◆ **Exercise tasks**
A - Rewrite the passage of the song article starting with "The instrumental features" and going on through "in the track.", using "bongos" in place of "congas".
B - In the song article, which band provides background vocals on "Treat People with Kindness"?
* BEGIN Excerpt provided *
Single by Harry Styles

from the album Fine Line
- Released: 9 January 2021
- Recorded: 2019
- Genre: Gospel; pop; rock and roll; retro-soul;
- Length: 3:17
- Label: Erskine; Columbia;
- Songwriters: Harry Styles; Jeff Bhasker; Ilsey Juber;
- Producer: Jeff Bhasker

Harry Styles singles chronology
| "Golden" (2020) | "Treat People with Kindness" (2021) | "Fine Line" (2021) |

Music video
- "Treat People with Kindness" on YouTube

= Treat People with Kindness =

2021 single by Harry Styles

"Treat People with Kindness" is a song by Harry Styles, recorded for his second album, Fine Line (2019). The song was originally released on the album on 13 December 2019 by Columbia and Erskine Records and features background vocals from the New York indie-pop band Lucius. The song was serviced to adult contemporary radio formats in the United Kingdom on 9 January 2021 as the album's sixth single. In an interview with Music Week, Styles credits a David Bowie interview for the inspiration behind the song, referring to it as a "tribute".

== Recording ==
Styles was inspired to write the song after adopting the titular phrase as the slogan for his 2018 tour. It was written during the end of the Fine Line recordings sessions with frequent collaborator producer Jeff Bhasker and songwriter Ilsey Juber.

The instrumental features Bhasker on keys, Juber's father Laurence on guitar, Elizabeth Pupo-Walker on congas, and Nick Movshon and Homer Steinweiss on electric bass and drums, respectively; the latter three are associated with New York City's contemporary soul and funk music scene and Daptone Records, and some of the recording took place at Movshon and Steinweiss' studio The Diamond Mine. Concurrently, Bhasker, Juber, Movshon, and Steinwiess were collaborating on Mark Ronson's album Late Night Feelings. Recorded at EastWest Studio in Los Angeles, a string quartet arranged by Bhasker and members of the Sunday Service Choir fill in the track.
* END Excerpt provided *
* BEGIN Dataset excerpts *
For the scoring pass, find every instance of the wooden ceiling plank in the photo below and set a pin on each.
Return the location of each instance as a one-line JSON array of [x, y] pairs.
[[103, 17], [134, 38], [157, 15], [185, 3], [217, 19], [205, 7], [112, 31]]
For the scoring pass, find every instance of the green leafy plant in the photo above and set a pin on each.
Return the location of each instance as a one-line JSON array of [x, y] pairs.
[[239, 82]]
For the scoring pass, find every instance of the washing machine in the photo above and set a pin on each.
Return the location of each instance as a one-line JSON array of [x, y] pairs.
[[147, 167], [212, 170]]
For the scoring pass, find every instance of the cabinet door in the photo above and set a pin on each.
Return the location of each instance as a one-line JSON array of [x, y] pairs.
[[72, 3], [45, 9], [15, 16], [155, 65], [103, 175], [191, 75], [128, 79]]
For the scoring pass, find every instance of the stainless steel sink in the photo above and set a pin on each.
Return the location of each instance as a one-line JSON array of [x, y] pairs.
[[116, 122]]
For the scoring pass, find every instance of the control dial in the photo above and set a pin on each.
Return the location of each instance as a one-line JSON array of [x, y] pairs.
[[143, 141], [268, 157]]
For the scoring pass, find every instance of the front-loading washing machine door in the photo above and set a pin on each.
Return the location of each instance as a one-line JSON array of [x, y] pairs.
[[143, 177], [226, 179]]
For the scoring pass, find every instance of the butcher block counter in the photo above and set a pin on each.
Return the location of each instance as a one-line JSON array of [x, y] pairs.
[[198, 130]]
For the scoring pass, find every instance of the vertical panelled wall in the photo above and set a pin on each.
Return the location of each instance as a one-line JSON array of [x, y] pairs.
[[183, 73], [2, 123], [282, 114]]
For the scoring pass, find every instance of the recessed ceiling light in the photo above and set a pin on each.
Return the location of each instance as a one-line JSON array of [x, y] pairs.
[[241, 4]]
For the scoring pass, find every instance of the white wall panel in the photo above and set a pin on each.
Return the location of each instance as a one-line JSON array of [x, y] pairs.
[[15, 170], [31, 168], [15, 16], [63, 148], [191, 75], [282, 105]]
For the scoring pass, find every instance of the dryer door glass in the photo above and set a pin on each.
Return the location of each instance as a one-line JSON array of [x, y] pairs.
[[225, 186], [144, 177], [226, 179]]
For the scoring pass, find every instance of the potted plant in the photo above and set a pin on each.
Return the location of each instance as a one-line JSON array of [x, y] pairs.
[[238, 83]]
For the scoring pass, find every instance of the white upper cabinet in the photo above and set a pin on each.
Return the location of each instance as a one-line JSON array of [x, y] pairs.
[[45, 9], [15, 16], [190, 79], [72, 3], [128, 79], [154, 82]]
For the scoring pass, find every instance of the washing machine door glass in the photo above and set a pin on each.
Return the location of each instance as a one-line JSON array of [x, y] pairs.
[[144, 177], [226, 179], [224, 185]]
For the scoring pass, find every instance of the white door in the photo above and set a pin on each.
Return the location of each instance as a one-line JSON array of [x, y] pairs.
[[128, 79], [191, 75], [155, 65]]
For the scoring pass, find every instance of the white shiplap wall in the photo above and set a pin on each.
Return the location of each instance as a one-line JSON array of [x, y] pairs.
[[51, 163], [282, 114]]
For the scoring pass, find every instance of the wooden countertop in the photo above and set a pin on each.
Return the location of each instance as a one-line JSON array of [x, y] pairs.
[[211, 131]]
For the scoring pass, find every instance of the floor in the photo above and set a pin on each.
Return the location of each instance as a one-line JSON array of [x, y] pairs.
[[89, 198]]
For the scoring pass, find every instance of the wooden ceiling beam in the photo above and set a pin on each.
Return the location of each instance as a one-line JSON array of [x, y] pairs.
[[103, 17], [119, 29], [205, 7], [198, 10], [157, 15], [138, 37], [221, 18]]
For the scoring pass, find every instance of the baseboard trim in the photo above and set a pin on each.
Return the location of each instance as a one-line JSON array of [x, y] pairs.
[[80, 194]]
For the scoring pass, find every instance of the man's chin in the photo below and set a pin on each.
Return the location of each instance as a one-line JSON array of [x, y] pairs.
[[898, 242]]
* END Dataset excerpts *
* BEGIN Dataset excerpts *
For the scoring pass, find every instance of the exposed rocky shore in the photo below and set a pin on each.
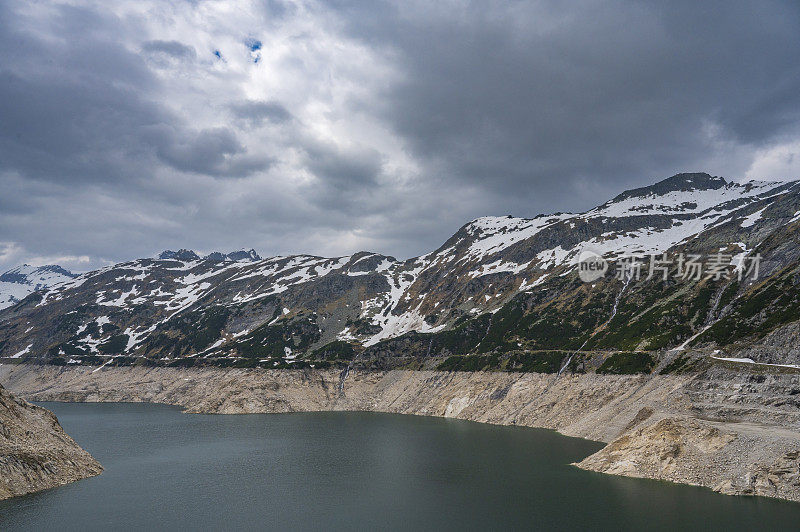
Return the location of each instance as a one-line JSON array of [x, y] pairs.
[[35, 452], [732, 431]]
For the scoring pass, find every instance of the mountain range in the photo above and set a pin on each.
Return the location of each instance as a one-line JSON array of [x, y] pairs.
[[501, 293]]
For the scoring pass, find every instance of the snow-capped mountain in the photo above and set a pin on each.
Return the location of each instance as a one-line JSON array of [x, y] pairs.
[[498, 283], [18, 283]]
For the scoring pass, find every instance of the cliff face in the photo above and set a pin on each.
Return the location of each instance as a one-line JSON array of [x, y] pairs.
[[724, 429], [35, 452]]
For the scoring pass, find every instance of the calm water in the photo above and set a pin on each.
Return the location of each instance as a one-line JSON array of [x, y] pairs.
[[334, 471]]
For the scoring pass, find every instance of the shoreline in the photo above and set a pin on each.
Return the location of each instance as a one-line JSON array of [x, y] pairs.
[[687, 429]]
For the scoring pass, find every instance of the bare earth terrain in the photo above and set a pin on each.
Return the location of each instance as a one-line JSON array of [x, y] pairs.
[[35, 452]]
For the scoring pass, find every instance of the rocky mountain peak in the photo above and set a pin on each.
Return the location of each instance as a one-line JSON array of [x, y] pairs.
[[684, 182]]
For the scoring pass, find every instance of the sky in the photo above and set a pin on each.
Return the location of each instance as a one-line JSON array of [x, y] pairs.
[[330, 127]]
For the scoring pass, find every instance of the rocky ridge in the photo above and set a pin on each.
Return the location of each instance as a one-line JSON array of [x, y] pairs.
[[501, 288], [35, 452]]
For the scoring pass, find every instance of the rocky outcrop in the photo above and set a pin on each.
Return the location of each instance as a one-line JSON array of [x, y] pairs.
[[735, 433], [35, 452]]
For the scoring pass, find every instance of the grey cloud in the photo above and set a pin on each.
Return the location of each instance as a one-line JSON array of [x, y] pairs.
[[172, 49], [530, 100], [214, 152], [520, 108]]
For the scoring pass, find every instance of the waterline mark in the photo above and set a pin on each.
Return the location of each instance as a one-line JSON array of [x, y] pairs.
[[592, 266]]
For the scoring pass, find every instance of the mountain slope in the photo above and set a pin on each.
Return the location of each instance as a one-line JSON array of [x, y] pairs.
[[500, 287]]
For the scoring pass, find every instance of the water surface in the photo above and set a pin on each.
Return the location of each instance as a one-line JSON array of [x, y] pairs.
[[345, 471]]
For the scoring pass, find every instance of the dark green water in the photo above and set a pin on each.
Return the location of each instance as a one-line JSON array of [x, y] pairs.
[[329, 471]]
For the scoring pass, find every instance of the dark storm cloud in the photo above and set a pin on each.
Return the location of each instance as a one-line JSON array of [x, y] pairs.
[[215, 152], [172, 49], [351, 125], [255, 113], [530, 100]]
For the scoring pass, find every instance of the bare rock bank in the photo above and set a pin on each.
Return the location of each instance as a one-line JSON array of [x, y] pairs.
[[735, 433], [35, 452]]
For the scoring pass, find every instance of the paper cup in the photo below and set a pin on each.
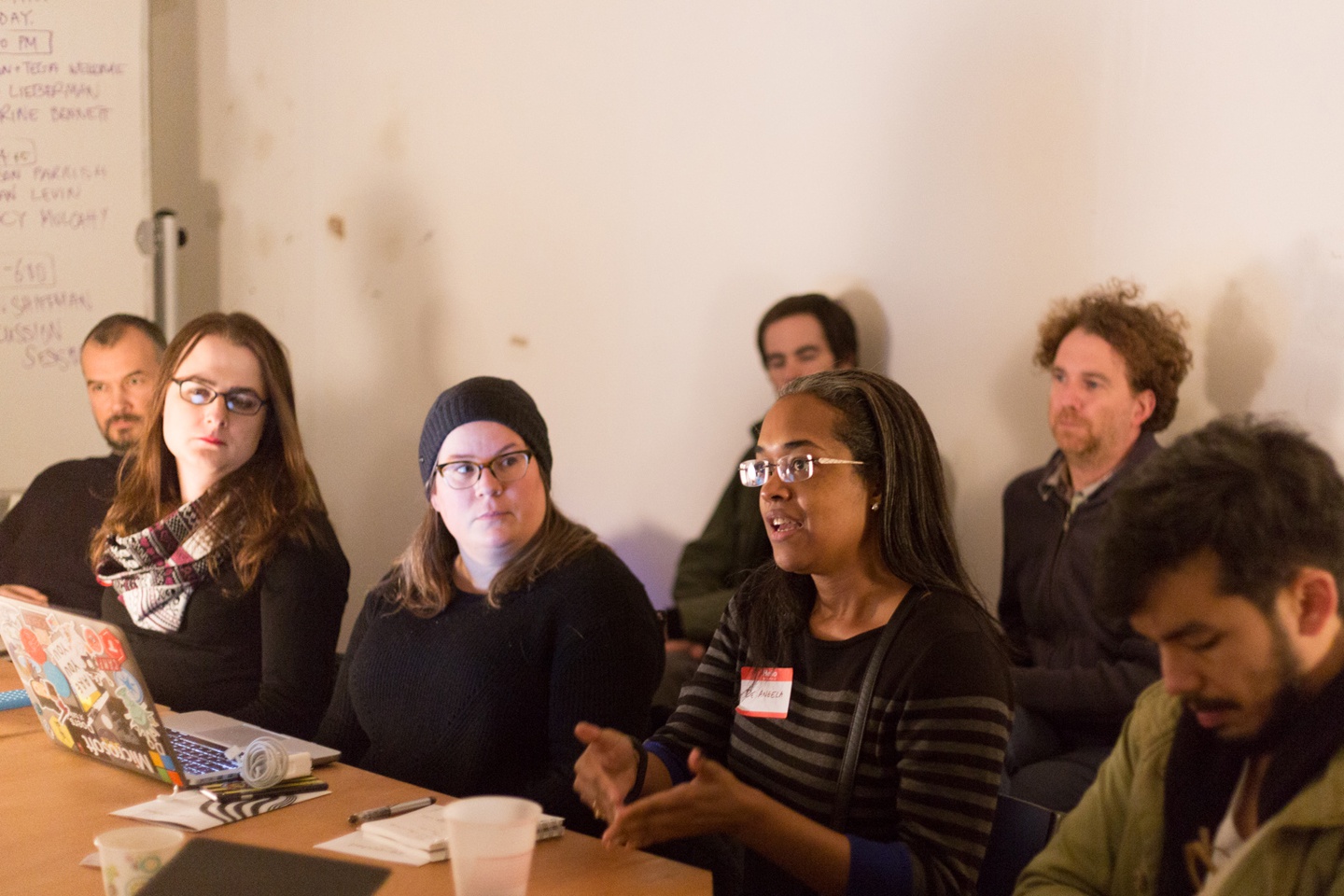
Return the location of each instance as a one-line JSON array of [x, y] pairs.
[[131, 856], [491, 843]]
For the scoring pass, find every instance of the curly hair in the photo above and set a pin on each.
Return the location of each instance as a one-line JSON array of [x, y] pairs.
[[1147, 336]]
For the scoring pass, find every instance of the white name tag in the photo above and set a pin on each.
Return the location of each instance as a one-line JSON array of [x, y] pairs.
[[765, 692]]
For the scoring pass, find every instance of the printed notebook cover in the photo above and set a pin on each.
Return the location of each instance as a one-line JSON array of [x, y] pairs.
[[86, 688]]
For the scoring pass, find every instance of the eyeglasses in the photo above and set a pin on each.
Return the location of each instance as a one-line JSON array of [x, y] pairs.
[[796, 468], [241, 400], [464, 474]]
* END Dataset excerpts *
◆ **Results of the exercise**
A -
The instrumental features Bhasker on keys, Juber's father Laurence on guitar, Elizabeth Pupo-Walker on bongos, and Nick Movshon and Homer Steinweiss on electric bass and drums, respectively; the latter three are associated with New York City's contemporary soul and funk music scene and Daptone Records, and some of the recording took place at Movshon and Steinweiss' studio The Diamond Mine. Concurrently, Bhasker, Juber, Movshon, and Steinwiess were collaborating on Mark Ronson's album Late Night Feelings. Recorded at EastWest Studio in Los Angeles, a string quartet arranged by Bhasker and members of the Sunday Service Choir fill in the track.

B - Lucius, the New York indie-pop band.